Can you write out the rows below again, swapping every "self-closing" for "self-terminating" and changing nothing else? Leave the pictures out of your copy.

>> Begin EXERCISE MATERIALS

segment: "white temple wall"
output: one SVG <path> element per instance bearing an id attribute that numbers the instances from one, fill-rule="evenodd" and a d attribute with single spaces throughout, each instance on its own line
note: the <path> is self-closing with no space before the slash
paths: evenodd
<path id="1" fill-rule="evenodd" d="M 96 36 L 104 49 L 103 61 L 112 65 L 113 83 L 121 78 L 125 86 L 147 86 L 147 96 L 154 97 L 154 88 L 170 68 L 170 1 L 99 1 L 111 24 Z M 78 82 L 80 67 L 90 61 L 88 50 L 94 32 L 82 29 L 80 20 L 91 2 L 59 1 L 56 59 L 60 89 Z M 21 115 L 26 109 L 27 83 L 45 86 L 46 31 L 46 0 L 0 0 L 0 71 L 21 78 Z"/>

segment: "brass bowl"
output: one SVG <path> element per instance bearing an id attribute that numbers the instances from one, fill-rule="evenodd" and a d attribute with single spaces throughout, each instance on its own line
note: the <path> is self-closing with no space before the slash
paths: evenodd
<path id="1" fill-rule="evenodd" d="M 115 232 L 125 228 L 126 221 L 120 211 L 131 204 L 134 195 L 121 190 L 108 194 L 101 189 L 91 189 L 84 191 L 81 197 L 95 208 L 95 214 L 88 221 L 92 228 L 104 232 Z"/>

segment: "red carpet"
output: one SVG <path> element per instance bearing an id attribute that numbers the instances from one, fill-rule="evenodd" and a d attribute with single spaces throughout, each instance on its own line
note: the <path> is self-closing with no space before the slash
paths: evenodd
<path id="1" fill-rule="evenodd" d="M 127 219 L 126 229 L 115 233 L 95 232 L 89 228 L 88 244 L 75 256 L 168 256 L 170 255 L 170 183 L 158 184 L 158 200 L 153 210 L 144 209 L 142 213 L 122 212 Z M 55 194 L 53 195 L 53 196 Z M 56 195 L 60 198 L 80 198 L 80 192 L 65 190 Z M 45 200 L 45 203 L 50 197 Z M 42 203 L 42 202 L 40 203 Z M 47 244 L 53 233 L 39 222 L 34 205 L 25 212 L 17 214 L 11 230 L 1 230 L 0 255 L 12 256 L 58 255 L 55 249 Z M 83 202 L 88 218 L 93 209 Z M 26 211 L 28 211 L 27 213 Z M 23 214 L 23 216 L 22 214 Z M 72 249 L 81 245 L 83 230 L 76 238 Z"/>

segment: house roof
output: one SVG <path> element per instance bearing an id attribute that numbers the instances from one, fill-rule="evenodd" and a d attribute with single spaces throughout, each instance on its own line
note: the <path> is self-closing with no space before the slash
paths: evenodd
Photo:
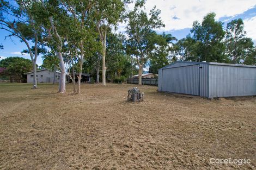
<path id="1" fill-rule="evenodd" d="M 221 65 L 221 66 L 233 66 L 233 67 L 253 67 L 256 68 L 256 66 L 253 65 L 243 65 L 240 64 L 227 64 L 227 63 L 221 63 L 221 62 L 197 62 L 197 61 L 176 61 L 166 66 L 162 67 L 160 69 L 167 68 L 174 64 L 176 63 L 187 63 L 187 64 L 206 64 L 206 65 Z"/>
<path id="2" fill-rule="evenodd" d="M 142 74 L 142 77 L 143 77 L 143 76 L 147 76 L 147 75 L 151 75 L 151 74 L 157 75 L 157 74 L 153 74 L 153 73 L 147 73 L 147 74 Z M 132 77 L 139 77 L 139 74 L 134 75 L 133 75 Z"/>
<path id="3" fill-rule="evenodd" d="M 48 70 L 48 71 L 50 71 L 53 72 L 54 72 L 54 71 L 53 71 L 51 70 L 47 69 L 47 68 L 44 68 L 44 69 L 42 69 L 42 70 L 36 70 L 36 73 L 40 72 L 41 72 L 41 71 L 46 71 L 46 70 Z M 58 71 L 57 71 L 56 72 L 58 73 L 60 73 L 60 72 L 59 72 Z M 31 74 L 31 73 L 33 73 L 33 72 L 25 73 L 24 73 L 24 74 Z"/>

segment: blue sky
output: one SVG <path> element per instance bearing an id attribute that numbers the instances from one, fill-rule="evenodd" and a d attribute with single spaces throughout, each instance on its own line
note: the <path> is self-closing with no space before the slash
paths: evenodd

>> End EXERCISE MATERIALS

WRITTEN ANSWER:
segment: "white temple wall"
output: one SVG <path> element per instance bearing an id attribute that numbers the instances from one, fill-rule="evenodd" and a d attribute with single spaces throughout, each instance on its own line
note: the <path> is self-terminating with no space before the slash
paths: evenodd
<path id="1" fill-rule="evenodd" d="M 96 36 L 104 49 L 103 61 L 112 65 L 113 83 L 121 78 L 125 86 L 147 86 L 147 96 L 154 97 L 154 88 L 170 68 L 170 1 L 99 1 L 111 24 Z M 78 82 L 80 67 L 90 61 L 88 50 L 94 32 L 82 29 L 80 20 L 91 2 L 59 1 L 56 59 L 60 89 Z M 21 115 L 26 109 L 27 83 L 45 86 L 46 31 L 46 0 L 0 0 L 0 71 L 21 78 Z"/>

segment: "brass bowl"
output: one SVG <path> element per instance bearing an id attribute that numbers the instances from one, fill-rule="evenodd" and a d attribute with single spaces throughout, each instance on its own line
note: the <path> is self-terminating with no space before the slash
paths: evenodd
<path id="1" fill-rule="evenodd" d="M 115 232 L 125 228 L 126 221 L 120 211 L 131 204 L 134 195 L 121 190 L 108 194 L 101 189 L 91 189 L 84 191 L 81 197 L 95 208 L 95 214 L 88 221 L 92 228 L 104 232 Z"/>

segment: "red carpet"
output: one SVG <path> element per instance bearing an id attribute that numbers the instances from one, fill-rule="evenodd" and a d attribute with single spaces throughout, each instance on its own line
note: the <path> is self-terminating with no space before the slash
paths: evenodd
<path id="1" fill-rule="evenodd" d="M 127 219 L 126 229 L 115 233 L 95 232 L 89 228 L 88 244 L 75 256 L 168 256 L 170 255 L 170 183 L 158 184 L 158 200 L 153 210 L 144 209 L 142 213 L 122 212 Z M 55 194 L 53 195 L 53 196 Z M 56 195 L 60 198 L 80 198 L 80 192 L 65 190 Z M 45 200 L 45 203 L 50 197 Z M 42 203 L 42 202 L 40 203 Z M 47 244 L 53 233 L 39 222 L 34 205 L 25 212 L 17 214 L 11 230 L 1 230 L 0 255 L 12 256 L 58 255 L 55 249 Z M 83 202 L 88 218 L 93 209 Z M 26 211 L 28 211 L 27 213 Z M 23 214 L 23 216 L 22 214 Z M 72 249 L 81 245 L 83 230 L 76 238 Z"/>

segment: house roof
output: one SVG <path> element per instance bearing an id attribute that numbers the instances from one, fill-rule="evenodd" and a d attribute with single spaces throughout, each instance on its own line
note: the <path> is self-terminating with no space before the slash
paths: evenodd
Photo:
<path id="1" fill-rule="evenodd" d="M 221 65 L 221 66 L 233 66 L 233 67 L 253 67 L 256 68 L 256 66 L 253 65 L 243 65 L 240 64 L 227 64 L 227 63 L 221 63 L 221 62 L 197 62 L 197 61 L 176 61 L 166 66 L 162 67 L 160 69 L 167 68 L 174 64 L 176 63 L 187 63 L 187 64 L 206 64 L 206 65 Z"/>
<path id="2" fill-rule="evenodd" d="M 142 74 L 142 77 L 143 77 L 143 76 L 147 76 L 147 75 L 151 75 L 151 74 L 157 75 L 157 74 L 153 74 L 153 73 L 147 73 L 147 74 Z M 132 77 L 139 77 L 139 74 L 134 75 L 133 75 Z"/>
<path id="3" fill-rule="evenodd" d="M 48 70 L 48 71 L 50 71 L 53 72 L 54 72 L 54 71 L 53 71 L 51 70 L 47 69 L 47 68 L 44 68 L 44 69 L 42 69 L 42 70 L 36 70 L 36 73 L 40 72 L 41 72 L 41 71 L 46 71 L 46 70 Z M 58 71 L 57 71 L 56 72 L 58 73 L 60 73 L 60 72 L 59 72 Z M 31 74 L 31 73 L 33 73 L 33 72 L 25 73 L 24 73 L 24 74 Z"/>

segment: blue sky
output: one SVG <path> element per instance bearing an id attribute that numbers the instances from one, fill-rule="evenodd" and a d attribute with single spaces throughout, each instance on its own line
note: the <path> is self-terminating with no space before the slash
paths: evenodd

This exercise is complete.